What to work on: Take all the material and copy it exactly.

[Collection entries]
^^^^^^^^

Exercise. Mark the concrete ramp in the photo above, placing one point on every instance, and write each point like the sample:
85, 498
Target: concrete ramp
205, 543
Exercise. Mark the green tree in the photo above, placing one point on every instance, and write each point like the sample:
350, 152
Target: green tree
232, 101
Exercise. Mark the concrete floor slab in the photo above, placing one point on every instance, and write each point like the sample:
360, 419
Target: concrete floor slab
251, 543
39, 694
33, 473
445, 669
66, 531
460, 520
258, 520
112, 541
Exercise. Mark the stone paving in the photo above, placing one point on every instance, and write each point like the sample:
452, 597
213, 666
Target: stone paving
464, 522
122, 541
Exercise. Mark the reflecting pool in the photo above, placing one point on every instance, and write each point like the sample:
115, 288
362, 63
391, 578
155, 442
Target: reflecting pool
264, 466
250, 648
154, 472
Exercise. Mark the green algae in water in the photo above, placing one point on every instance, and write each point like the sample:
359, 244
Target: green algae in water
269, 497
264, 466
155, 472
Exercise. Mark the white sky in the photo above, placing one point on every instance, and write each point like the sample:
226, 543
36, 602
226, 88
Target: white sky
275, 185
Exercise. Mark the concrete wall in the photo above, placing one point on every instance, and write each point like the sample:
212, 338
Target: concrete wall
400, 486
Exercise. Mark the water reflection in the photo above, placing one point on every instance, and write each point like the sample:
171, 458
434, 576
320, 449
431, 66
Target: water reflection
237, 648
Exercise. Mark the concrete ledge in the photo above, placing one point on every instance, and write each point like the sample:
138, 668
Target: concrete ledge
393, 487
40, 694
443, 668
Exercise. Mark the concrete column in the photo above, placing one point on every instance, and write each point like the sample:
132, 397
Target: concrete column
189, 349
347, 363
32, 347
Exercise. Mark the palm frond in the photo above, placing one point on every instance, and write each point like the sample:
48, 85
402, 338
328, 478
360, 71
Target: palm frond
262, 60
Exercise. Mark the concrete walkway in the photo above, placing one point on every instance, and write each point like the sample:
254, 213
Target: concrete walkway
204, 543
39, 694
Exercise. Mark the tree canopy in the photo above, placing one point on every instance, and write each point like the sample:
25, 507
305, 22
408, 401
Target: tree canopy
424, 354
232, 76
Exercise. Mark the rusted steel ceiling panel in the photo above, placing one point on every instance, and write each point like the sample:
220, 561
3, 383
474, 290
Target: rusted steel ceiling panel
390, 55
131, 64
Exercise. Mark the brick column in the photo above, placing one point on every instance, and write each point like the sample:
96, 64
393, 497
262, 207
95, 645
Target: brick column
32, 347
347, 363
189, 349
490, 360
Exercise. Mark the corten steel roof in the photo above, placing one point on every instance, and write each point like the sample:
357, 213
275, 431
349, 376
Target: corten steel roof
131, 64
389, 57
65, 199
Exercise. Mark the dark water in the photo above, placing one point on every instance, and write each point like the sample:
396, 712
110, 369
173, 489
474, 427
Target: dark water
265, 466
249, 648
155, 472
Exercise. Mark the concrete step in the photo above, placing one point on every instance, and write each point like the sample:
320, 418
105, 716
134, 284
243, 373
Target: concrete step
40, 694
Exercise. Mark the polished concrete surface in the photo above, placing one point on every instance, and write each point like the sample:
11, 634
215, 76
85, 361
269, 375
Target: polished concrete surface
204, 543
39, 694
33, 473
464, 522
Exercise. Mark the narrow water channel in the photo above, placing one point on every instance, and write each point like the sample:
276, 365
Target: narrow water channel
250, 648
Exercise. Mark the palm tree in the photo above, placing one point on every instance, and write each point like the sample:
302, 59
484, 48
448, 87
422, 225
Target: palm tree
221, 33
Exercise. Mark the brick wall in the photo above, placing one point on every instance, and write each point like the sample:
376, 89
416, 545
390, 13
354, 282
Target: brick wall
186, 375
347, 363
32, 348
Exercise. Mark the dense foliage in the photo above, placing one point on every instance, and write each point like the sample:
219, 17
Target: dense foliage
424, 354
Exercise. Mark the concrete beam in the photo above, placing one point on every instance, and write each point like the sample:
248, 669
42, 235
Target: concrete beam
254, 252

^^^^^^^^

Task solution:
Exercise. Mark the concrete ramp in the photo above, placing one point on every instance, and write each point like the sample:
85, 498
Target: concrete ramp
205, 543
Exercise. Mark the green tree in the photo above, placing one point on every instance, and write each point like the sample:
350, 152
Target: green tree
232, 101
Exercise. Mark the concrete floor slab in the photo above, placing one point on every instance, and write each point like the sample:
360, 419
Target: concrete floor slab
251, 543
39, 694
33, 473
445, 669
66, 531
460, 520
258, 520
112, 541
Exercise. Mark the stone paving in the photo above, placing one point on every instance, and write each point like the sample:
452, 597
213, 666
Target: stone paving
464, 522
122, 541
Exercise. Mark the reflecting pool in the photo above, placing one point on every instance, and write each point like the sample:
115, 288
362, 63
391, 578
155, 442
Target: reflecting pool
264, 466
250, 648
154, 472
Exercise. Mark the green algae in water in the photo above, placing one point on every instance, and write each point like the sample:
359, 244
Target: green algae in water
269, 497
264, 466
155, 472
Exercise. Mark the white sky in the photo above, placing one point on every instance, and write each point like the sample:
226, 543
36, 602
226, 88
Target: white sky
275, 185
Exercise. Mark the concrete wall in the photo above, placing one point on every instance, and write each point like the sample:
212, 338
Target: concrete wall
400, 486
Exercise. Mark the water reflection in the photo above, placing one point on every instance, and write each point like the sample:
171, 458
434, 576
320, 449
431, 66
Target: water reflection
237, 648
Exercise. Mark the concrete ledge in the photo above, placing one point on every instance, and write each point like the sample:
138, 668
Target: concrete ledge
393, 487
40, 694
443, 668
Exercise. Mark the concrete column in the photo above, placing one point on every instance, and write each point like the sample:
132, 397
Target: concrete column
189, 349
347, 363
32, 347
Exercise. Mark the palm frond in the photo above, placing one point on every instance, and write each point like the sample:
48, 85
402, 338
328, 478
360, 71
Target: palm frond
262, 60
Exercise. Mark the concrete walkway in the photo above, placing one point on every instance, and write each point like the sample:
254, 213
Target: concrete walkway
204, 543
39, 694
Exercise. Mark the tree canopy in the photo above, placing one point on every instance, and write each point like the sample:
25, 507
305, 22
408, 401
Target: tree canopy
424, 354
232, 76
Exercise. Mark the rusted steel ceiling panel in the photo above, placing one point on every instance, and write each point like the sample:
220, 561
3, 383
474, 290
Target: rusted steel ceiling panel
390, 55
131, 64
Exercise. Mark the brick column in the photo above, placing one point on every instance, and write each point like the sample:
96, 64
393, 497
262, 207
95, 645
Target: brick column
32, 347
347, 363
189, 349
490, 360
Exercise. Mark the corten steel roof in the photo above, placing one point on every instance, and write each point like the sample:
357, 213
275, 431
349, 376
Target: corten steel roof
131, 64
389, 57
65, 199
Exercise. Mark the dark water in the photo above, placing one point on every instance, and write each point like the sample:
396, 712
110, 369
173, 489
474, 427
Target: dark water
265, 466
249, 648
155, 472
Exercise. Mark the concrete step in the photo above, placing one point on every instance, and write each point like the sample:
320, 418
105, 716
134, 284
243, 373
Target: concrete step
40, 694
Exercise. Mark the polished concrete surface in the photo above, placing one point on every instance, and write each point like the sample:
11, 634
215, 76
85, 361
269, 375
Target: polished concrete surface
204, 543
39, 694
33, 473
464, 522
Exercise. Mark the narrow water channel in the photo above, placing one point on every instance, and write each point like the sample:
276, 365
Target: narrow water channel
250, 648
Exercise. Mark the palm tree in the photo above, placing one point on every instance, and write each point like the sample:
302, 59
484, 48
448, 87
422, 225
Target: palm tree
221, 33
Exercise. Mark the brick wall in the photo above, placing one point on every instance, and write each point like the sample:
376, 89
416, 545
390, 13
354, 282
Target: brick wall
186, 375
347, 363
32, 348
Exercise. Mark the dense foliage in the photo above, placing one point on every instance, and write each point like the sample:
219, 17
Target: dense foliage
424, 354
Exercise. Mark the concrete beam in the photo above, placing one point on every instance, and write each point like the sample:
248, 669
42, 235
Target: concrete beam
254, 252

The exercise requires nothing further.